- WHAT TO PRODUCE -
Locate the line that contains "If you could pin the muddy", then copy it and all later lines of the data below exactly, through the last one.

- MATERIAL SHOWN -
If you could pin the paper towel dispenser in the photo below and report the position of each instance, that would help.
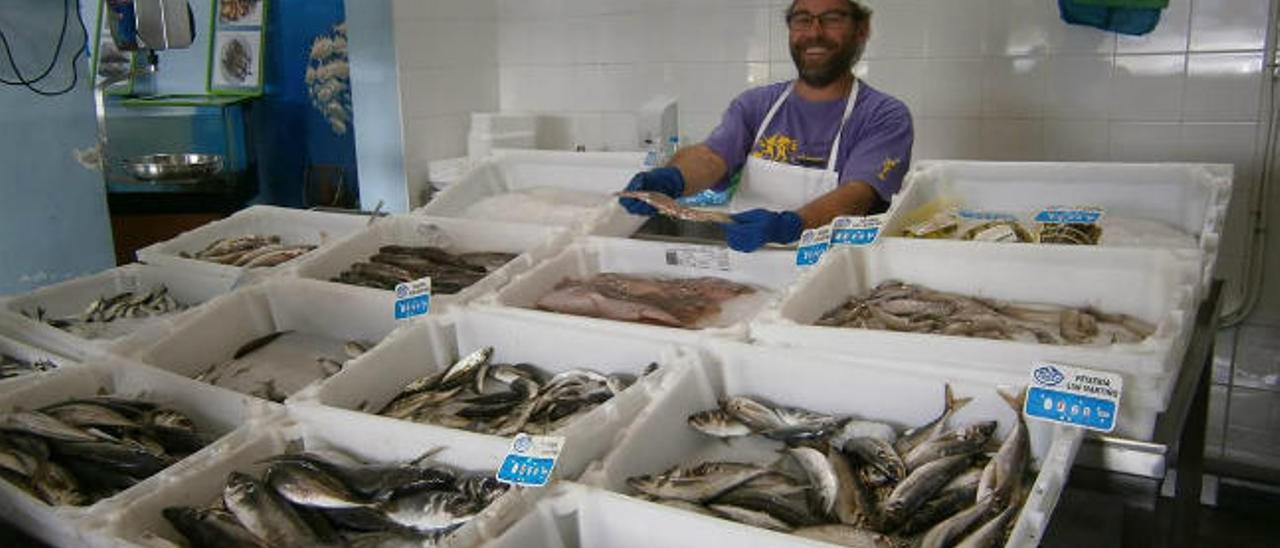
(150, 24)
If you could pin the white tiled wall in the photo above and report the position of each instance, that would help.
(447, 59)
(1004, 80)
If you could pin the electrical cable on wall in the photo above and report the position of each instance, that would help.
(58, 50)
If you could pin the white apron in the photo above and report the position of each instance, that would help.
(777, 186)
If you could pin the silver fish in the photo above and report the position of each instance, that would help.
(668, 206)
(718, 423)
(822, 478)
(430, 510)
(309, 485)
(952, 529)
(917, 435)
(210, 528)
(82, 414)
(45, 427)
(467, 365)
(265, 515)
(752, 517)
(991, 531)
(880, 455)
(963, 441)
(954, 497)
(845, 535)
(56, 485)
(1002, 475)
(699, 483)
(863, 429)
(855, 503)
(758, 416)
(922, 484)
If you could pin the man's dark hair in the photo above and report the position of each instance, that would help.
(856, 10)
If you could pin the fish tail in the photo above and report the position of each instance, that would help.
(1014, 401)
(954, 403)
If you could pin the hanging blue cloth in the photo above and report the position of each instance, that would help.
(1110, 17)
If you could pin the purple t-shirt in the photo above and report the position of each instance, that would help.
(876, 147)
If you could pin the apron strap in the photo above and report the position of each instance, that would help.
(835, 145)
(849, 110)
(768, 118)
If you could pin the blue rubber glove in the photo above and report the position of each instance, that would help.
(667, 181)
(753, 229)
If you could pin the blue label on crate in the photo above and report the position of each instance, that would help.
(1070, 215)
(813, 243)
(1074, 396)
(855, 231)
(530, 461)
(412, 298)
(972, 214)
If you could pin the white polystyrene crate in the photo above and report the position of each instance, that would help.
(1191, 197)
(768, 270)
(319, 316)
(72, 297)
(426, 347)
(379, 442)
(214, 411)
(1155, 286)
(30, 354)
(530, 242)
(598, 173)
(661, 437)
(293, 227)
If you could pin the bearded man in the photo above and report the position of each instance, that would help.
(799, 154)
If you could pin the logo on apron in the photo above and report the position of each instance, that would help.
(776, 147)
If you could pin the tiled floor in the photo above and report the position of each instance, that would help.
(1244, 401)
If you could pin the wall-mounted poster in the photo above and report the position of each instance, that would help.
(110, 62)
(236, 50)
(241, 12)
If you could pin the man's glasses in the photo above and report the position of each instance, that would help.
(833, 19)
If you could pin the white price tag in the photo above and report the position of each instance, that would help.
(412, 298)
(699, 257)
(855, 231)
(531, 460)
(1074, 396)
(1070, 215)
(813, 243)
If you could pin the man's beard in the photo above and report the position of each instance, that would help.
(826, 73)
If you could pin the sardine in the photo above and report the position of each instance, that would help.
(955, 496)
(946, 533)
(961, 441)
(1002, 476)
(880, 455)
(752, 517)
(429, 510)
(758, 416)
(82, 414)
(935, 428)
(309, 485)
(920, 485)
(210, 528)
(851, 429)
(822, 478)
(264, 514)
(699, 483)
(845, 535)
(39, 424)
(991, 531)
(855, 502)
(718, 424)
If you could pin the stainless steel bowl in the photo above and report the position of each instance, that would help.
(173, 167)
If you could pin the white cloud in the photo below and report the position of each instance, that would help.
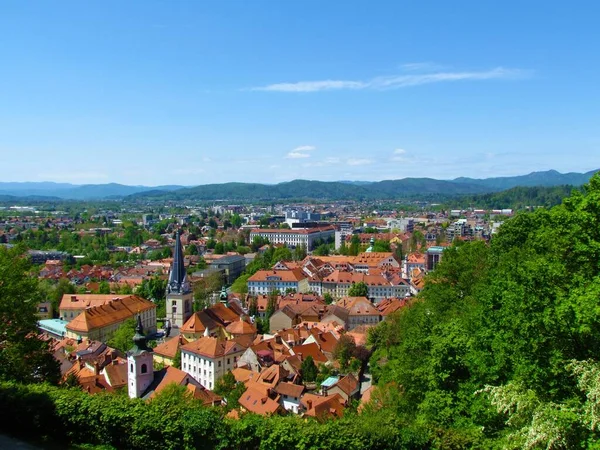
(422, 66)
(395, 81)
(74, 177)
(296, 155)
(190, 171)
(323, 163)
(305, 148)
(300, 152)
(358, 161)
(311, 86)
(399, 155)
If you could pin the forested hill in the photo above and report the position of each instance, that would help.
(516, 198)
(308, 189)
(297, 189)
(502, 347)
(387, 189)
(501, 350)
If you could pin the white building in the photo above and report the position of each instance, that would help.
(295, 237)
(208, 359)
(140, 370)
(267, 281)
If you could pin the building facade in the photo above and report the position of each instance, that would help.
(293, 238)
(179, 295)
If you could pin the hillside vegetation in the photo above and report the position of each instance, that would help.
(500, 350)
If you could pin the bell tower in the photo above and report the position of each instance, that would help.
(140, 371)
(179, 292)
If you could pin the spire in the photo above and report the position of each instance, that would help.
(372, 244)
(178, 282)
(139, 339)
(223, 297)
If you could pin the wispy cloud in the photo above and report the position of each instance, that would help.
(305, 148)
(358, 161)
(395, 81)
(301, 152)
(326, 162)
(398, 155)
(421, 66)
(74, 177)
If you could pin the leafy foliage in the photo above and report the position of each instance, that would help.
(505, 321)
(23, 355)
(123, 337)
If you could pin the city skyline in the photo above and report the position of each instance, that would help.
(197, 93)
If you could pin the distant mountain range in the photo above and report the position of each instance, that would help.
(75, 192)
(297, 189)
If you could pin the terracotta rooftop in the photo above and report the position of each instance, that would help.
(258, 403)
(212, 347)
(169, 348)
(113, 312)
(289, 389)
(241, 327)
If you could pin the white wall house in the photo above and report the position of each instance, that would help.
(208, 359)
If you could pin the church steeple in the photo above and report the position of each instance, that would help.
(139, 339)
(178, 282)
(140, 373)
(372, 244)
(223, 297)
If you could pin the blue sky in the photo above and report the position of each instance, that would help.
(196, 92)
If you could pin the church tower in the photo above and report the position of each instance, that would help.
(140, 371)
(372, 244)
(179, 291)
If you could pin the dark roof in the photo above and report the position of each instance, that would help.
(178, 282)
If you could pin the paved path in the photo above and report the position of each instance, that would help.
(365, 382)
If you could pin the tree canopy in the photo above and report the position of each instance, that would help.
(499, 326)
(24, 356)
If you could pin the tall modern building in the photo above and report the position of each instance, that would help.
(179, 291)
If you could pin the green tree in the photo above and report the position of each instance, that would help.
(354, 248)
(24, 357)
(271, 304)
(191, 250)
(308, 369)
(240, 285)
(219, 248)
(122, 339)
(230, 389)
(343, 351)
(177, 359)
(236, 221)
(104, 287)
(322, 250)
(359, 289)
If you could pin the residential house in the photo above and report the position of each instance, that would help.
(208, 359)
(100, 322)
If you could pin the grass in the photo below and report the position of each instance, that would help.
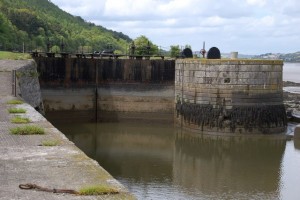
(16, 110)
(27, 130)
(20, 120)
(98, 190)
(50, 143)
(14, 56)
(15, 101)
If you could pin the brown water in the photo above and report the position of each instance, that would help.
(154, 160)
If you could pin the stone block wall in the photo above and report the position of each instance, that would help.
(230, 96)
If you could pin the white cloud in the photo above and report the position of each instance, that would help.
(255, 26)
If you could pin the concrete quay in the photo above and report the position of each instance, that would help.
(24, 160)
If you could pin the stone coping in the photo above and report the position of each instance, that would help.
(231, 61)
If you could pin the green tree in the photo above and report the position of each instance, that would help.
(175, 51)
(143, 46)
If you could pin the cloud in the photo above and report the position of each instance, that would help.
(244, 25)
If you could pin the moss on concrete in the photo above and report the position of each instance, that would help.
(27, 130)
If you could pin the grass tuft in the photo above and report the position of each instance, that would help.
(14, 56)
(50, 143)
(98, 190)
(27, 130)
(16, 110)
(15, 101)
(20, 120)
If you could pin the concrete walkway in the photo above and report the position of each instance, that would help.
(24, 160)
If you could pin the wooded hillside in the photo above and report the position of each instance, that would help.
(36, 24)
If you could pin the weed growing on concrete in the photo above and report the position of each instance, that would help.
(15, 101)
(20, 120)
(27, 130)
(98, 190)
(50, 143)
(16, 110)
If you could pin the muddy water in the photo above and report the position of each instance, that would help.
(155, 160)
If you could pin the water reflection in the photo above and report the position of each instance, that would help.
(229, 167)
(158, 161)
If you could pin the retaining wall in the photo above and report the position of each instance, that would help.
(230, 96)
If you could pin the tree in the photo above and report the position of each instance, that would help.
(143, 46)
(175, 51)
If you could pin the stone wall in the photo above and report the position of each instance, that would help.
(230, 96)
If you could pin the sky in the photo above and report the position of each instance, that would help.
(246, 26)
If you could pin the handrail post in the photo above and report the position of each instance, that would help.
(14, 83)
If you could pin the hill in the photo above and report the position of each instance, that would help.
(289, 57)
(36, 24)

- FINISHED EXERCISE -
If you could pin the muddy water in the photo above and report the position of each instance, that would help.
(155, 160)
If you could pin the water reflection in the photo above and report the position of each instance, that would help.
(229, 167)
(158, 161)
If you could pin the retaining wall in the photo above and report the position of each instance, that would help.
(230, 96)
If you could pin the tree in the photo above and report the position of each instance, that would help.
(143, 46)
(175, 51)
If you could pin the stone wall in the photo above and report the position of each instance, that would help.
(230, 96)
If you could pin the sky in the photo above and report the position of each instance, that would help.
(246, 26)
If you could pin the handrail post in the photo above and report the position of each instance, that would help.
(14, 83)
If you could pin the hill in the photo above and report the position of each instance, that would help.
(289, 57)
(36, 24)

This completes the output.